• **Description of the task**
All the entries that follow must be written out again exactly.
-------- Data shown --------
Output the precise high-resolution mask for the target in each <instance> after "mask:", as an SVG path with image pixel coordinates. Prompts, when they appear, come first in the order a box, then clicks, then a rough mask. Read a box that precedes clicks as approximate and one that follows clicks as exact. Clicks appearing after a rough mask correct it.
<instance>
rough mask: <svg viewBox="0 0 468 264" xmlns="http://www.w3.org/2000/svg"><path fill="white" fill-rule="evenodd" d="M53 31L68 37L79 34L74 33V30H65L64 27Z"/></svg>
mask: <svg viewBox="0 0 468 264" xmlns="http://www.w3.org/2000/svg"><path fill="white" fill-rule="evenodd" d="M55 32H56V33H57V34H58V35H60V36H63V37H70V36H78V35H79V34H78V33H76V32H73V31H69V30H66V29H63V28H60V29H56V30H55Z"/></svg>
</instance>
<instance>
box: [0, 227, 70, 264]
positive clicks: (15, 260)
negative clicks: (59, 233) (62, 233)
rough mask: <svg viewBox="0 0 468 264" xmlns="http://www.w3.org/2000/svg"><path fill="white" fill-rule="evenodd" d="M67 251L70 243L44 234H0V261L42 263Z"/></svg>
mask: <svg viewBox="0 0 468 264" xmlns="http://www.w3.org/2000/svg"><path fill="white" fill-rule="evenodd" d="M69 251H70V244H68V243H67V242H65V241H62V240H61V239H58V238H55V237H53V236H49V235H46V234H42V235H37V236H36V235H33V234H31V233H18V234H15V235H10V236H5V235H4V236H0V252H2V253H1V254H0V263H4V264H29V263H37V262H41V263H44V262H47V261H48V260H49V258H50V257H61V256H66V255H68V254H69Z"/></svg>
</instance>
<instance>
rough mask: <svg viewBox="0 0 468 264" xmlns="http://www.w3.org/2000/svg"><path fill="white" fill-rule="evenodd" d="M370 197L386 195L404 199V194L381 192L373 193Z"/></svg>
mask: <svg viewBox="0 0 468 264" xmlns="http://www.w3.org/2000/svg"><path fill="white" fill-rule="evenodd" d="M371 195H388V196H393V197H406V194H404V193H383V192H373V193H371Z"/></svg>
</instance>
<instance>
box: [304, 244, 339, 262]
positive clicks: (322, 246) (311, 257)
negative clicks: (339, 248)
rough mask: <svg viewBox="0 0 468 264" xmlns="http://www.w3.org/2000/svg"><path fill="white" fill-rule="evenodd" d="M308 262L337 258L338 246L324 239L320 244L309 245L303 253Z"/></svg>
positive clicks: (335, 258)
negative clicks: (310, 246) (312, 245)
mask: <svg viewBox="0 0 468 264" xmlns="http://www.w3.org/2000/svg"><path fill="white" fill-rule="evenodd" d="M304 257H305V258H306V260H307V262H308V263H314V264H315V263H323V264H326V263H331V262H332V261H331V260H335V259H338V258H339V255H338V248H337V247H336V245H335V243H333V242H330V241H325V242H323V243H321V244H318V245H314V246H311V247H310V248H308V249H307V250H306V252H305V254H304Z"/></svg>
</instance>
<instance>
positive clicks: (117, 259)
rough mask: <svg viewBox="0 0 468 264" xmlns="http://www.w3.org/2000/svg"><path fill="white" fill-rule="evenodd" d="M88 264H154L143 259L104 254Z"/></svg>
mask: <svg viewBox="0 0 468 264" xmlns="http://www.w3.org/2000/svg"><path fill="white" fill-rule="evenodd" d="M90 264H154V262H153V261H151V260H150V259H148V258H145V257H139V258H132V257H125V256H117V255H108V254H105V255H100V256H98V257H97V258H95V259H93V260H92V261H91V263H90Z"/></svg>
--------
• **Task output**
Output the precise high-resolution mask for the target in each <instance> after "mask:", as an SVG path with image pixel coordinates. Prompts, when they appear, come first in the order a box, then clicks, then a rough mask. Read a box that precedes clicks as approximate and one that follows clicks as exact. Clicks appearing after a rough mask correct it.
<instance>
rough mask: <svg viewBox="0 0 468 264" xmlns="http://www.w3.org/2000/svg"><path fill="white" fill-rule="evenodd" d="M53 31L68 37L79 34L74 33V30H65L64 27Z"/></svg>
mask: <svg viewBox="0 0 468 264" xmlns="http://www.w3.org/2000/svg"><path fill="white" fill-rule="evenodd" d="M55 32H56V33H57V34H58V35H60V36H63V37H70V36H78V35H79V34H78V33H76V32H73V31H69V30H66V29H63V28H60V29H56V30H55Z"/></svg>
</instance>
<instance>
box: [0, 227, 70, 264]
positive clicks: (15, 260)
negative clicks: (59, 233) (62, 233)
rough mask: <svg viewBox="0 0 468 264" xmlns="http://www.w3.org/2000/svg"><path fill="white" fill-rule="evenodd" d="M67 251L70 243L44 234H0V261L42 263Z"/></svg>
mask: <svg viewBox="0 0 468 264" xmlns="http://www.w3.org/2000/svg"><path fill="white" fill-rule="evenodd" d="M69 251H70V244H68V243H67V242H65V241H62V240H61V239H58V238H55V237H53V236H49V235H46V234H42V235H37V236H36V235H33V234H31V233H18V234H15V235H10V236H5V235H4V236H0V252H2V253H1V254H0V263H4V264H29V263H37V262H41V263H44V262H47V261H48V260H49V258H50V257H61V256H66V255H68V254H69Z"/></svg>
</instance>
<instance>
rough mask: <svg viewBox="0 0 468 264" xmlns="http://www.w3.org/2000/svg"><path fill="white" fill-rule="evenodd" d="M370 197L386 195L404 199V194L381 192L373 193Z"/></svg>
mask: <svg viewBox="0 0 468 264" xmlns="http://www.w3.org/2000/svg"><path fill="white" fill-rule="evenodd" d="M371 195H388V196H393V197H406V194H404V193H383V192H373V193H371Z"/></svg>
</instance>
<instance>
box: [304, 244, 339, 262]
positive clicks: (322, 246) (311, 257)
negative clicks: (339, 248)
rough mask: <svg viewBox="0 0 468 264" xmlns="http://www.w3.org/2000/svg"><path fill="white" fill-rule="evenodd" d="M308 262L337 258L338 246L324 239L320 244L309 245L303 253Z"/></svg>
positive clicks: (335, 258)
negative clicks: (310, 246) (312, 245)
mask: <svg viewBox="0 0 468 264" xmlns="http://www.w3.org/2000/svg"><path fill="white" fill-rule="evenodd" d="M304 257H305V258H306V260H307V262H308V263H314V264H315V263H323V264H326V263H331V262H332V261H331V260H335V259H338V258H339V255H338V248H337V247H336V245H335V243H333V242H330V241H325V242H323V243H321V244H318V245H314V246H311V247H310V248H308V249H307V250H306V252H305V254H304Z"/></svg>
</instance>
<instance>
positive clicks: (117, 259)
rough mask: <svg viewBox="0 0 468 264" xmlns="http://www.w3.org/2000/svg"><path fill="white" fill-rule="evenodd" d="M88 264H154L143 259L104 254Z"/></svg>
mask: <svg viewBox="0 0 468 264" xmlns="http://www.w3.org/2000/svg"><path fill="white" fill-rule="evenodd" d="M90 264H154V262H153V261H151V260H150V259H148V258H145V257H139V258H132V257H125V256H117V255H108V254H105V255H100V256H98V257H97V258H95V259H93V260H92V261H91V263H90Z"/></svg>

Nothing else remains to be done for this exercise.